PROBLEM REQUIREMENTS
Print the lines below exactly, beginning with the one that contains "Place one point per instance of the wooden table." and stopping after the last line.
==== RECORDS SHOWN ====
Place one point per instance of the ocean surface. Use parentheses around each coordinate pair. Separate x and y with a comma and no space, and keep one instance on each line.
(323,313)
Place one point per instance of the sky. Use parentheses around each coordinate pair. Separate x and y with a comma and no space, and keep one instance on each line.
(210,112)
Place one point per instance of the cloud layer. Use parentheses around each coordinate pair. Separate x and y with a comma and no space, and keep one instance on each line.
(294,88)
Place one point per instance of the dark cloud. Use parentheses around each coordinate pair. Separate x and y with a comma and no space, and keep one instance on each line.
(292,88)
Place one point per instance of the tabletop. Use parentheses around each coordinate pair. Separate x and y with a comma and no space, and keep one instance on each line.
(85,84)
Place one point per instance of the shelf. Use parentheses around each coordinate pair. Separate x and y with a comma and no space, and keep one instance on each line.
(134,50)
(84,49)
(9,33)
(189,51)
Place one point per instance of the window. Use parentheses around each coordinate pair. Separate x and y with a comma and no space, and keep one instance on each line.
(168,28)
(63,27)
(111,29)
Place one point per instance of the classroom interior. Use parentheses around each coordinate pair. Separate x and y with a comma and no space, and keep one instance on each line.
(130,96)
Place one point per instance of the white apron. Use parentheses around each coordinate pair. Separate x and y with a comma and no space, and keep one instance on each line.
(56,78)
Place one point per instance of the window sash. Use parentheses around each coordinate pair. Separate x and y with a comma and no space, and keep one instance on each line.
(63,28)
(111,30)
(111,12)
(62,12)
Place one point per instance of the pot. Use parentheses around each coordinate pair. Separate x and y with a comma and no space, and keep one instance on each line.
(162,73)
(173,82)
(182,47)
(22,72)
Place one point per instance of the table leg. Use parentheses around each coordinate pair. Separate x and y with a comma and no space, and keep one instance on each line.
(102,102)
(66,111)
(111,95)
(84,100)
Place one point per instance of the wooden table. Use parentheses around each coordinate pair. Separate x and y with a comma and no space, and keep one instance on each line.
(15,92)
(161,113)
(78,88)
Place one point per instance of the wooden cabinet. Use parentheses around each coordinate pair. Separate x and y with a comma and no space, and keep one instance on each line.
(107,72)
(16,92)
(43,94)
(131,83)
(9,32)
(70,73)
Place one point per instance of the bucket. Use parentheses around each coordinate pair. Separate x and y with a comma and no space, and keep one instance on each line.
====
YOUR RESPONSE
Place one point per instance of the wooden table. Use parentheses around each coordinate pair. Separate x and y with a comma and no space, and keep one instance on each line.
(15,92)
(161,113)
(78,88)
Place one point per instance of the wooden cabinet. Use parentheses around each coordinate pair. Separate x and y with a comma and no space, and keep one instance on each line.
(107,72)
(16,92)
(43,94)
(131,83)
(9,32)
(70,73)
Place one point per instance of the bucket. Use parentheses around each coordinate pair. Separate x and y with a comma and no space, and keep one instance on each line.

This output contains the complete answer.